___ SUPPLIED RECORDS

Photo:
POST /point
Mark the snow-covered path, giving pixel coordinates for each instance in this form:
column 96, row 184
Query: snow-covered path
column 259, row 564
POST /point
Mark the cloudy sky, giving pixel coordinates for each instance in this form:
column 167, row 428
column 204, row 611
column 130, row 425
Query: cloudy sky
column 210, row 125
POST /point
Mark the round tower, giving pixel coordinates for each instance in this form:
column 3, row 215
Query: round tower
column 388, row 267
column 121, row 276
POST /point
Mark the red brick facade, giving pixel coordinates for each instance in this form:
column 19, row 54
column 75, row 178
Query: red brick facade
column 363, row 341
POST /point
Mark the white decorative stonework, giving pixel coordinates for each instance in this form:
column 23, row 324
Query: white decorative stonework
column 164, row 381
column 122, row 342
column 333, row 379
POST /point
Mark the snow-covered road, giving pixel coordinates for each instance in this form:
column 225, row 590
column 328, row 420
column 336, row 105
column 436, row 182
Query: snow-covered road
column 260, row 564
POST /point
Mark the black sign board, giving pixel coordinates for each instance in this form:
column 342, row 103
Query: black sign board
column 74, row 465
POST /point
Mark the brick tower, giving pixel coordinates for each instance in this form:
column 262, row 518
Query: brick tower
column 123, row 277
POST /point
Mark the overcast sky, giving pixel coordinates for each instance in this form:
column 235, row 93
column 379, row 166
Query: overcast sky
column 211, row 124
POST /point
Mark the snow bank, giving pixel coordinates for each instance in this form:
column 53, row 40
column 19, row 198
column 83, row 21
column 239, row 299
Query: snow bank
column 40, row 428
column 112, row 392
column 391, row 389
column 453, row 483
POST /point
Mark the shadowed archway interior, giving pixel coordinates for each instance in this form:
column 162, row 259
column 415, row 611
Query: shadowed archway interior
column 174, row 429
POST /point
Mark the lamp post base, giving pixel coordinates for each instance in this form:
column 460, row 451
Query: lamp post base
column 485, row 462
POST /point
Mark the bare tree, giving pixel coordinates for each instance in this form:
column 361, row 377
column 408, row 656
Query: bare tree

______

DO THIS: Arrange every line of the records above as a JSON list of strings, with one string per line and blank lines omitted.

THE REPLY:
[
  "Photo:",
  "POST /point",
  "Mark the snow-covered path, giving pixel coordinates for each instance in this form:",
  "column 96, row 184",
  "Query: snow-covered path",
  "column 259, row 564",
  "POST /point",
  "Mark the cloudy sky, giving pixel coordinates for each instance in this form:",
  "column 167, row 428",
  "column 204, row 611",
  "column 130, row 425",
  "Query: cloudy sky",
  "column 210, row 125",
  "POST /point",
  "Mark the round tower, giving pixel coordinates for each instance in this form:",
  "column 3, row 215",
  "Query: round tower",
  "column 388, row 267",
  "column 121, row 276",
  "POST /point",
  "Mark the red brick facade, giving pixel coordinates for each instance in this form:",
  "column 19, row 54",
  "column 75, row 178",
  "Query: red brick facade",
  "column 363, row 341",
  "POST /point",
  "Mark the white decorative stonework, giving pixel coordinates for each instance in this form:",
  "column 23, row 324",
  "Query: white decorative stonework",
  "column 164, row 381",
  "column 122, row 342",
  "column 333, row 379",
  "POST /point",
  "Mark the snow-covered road, giving pixel coordinates for each instance in this form:",
  "column 225, row 590",
  "column 328, row 420",
  "column 336, row 105",
  "column 436, row 182",
  "Query: snow-covered road",
  "column 260, row 564",
  "POST /point",
  "Mark the black sign board, giving pixel coordinates for each instance in this form:",
  "column 342, row 103",
  "Query: black sign board",
  "column 74, row 465",
  "POST /point",
  "Mark the brick tower, giving pixel coordinates for each instance in this form:",
  "column 262, row 518",
  "Query: brick tower",
  "column 123, row 277",
  "POST /point",
  "Mark the overcast sky, giving pixel coordinates for each instance in this form:",
  "column 235, row 93",
  "column 379, row 166",
  "Query: overcast sky",
  "column 211, row 124",
  "POST /point",
  "Mark the snow bank, giving pixel coordinates for each instance in this form:",
  "column 53, row 40",
  "column 19, row 198",
  "column 83, row 21",
  "column 239, row 299",
  "Query: snow bank",
  "column 40, row 428",
  "column 112, row 392",
  "column 391, row 389",
  "column 453, row 483",
  "POST /point",
  "Mark the shadowed archway interior, giving pixel coordinates for each instance in this form:",
  "column 162, row 259",
  "column 415, row 611",
  "Query: shadowed archway interior",
  "column 174, row 429",
  "POST /point",
  "Mark the lamp post base, giving pixel coordinates for each instance in this form:",
  "column 460, row 451",
  "Query: lamp post base",
  "column 485, row 462",
  "POST /point",
  "Mark the bare tree, giving pixel coordinates for each instance in this form:",
  "column 361, row 377",
  "column 408, row 656",
  "Query: bare tree"
]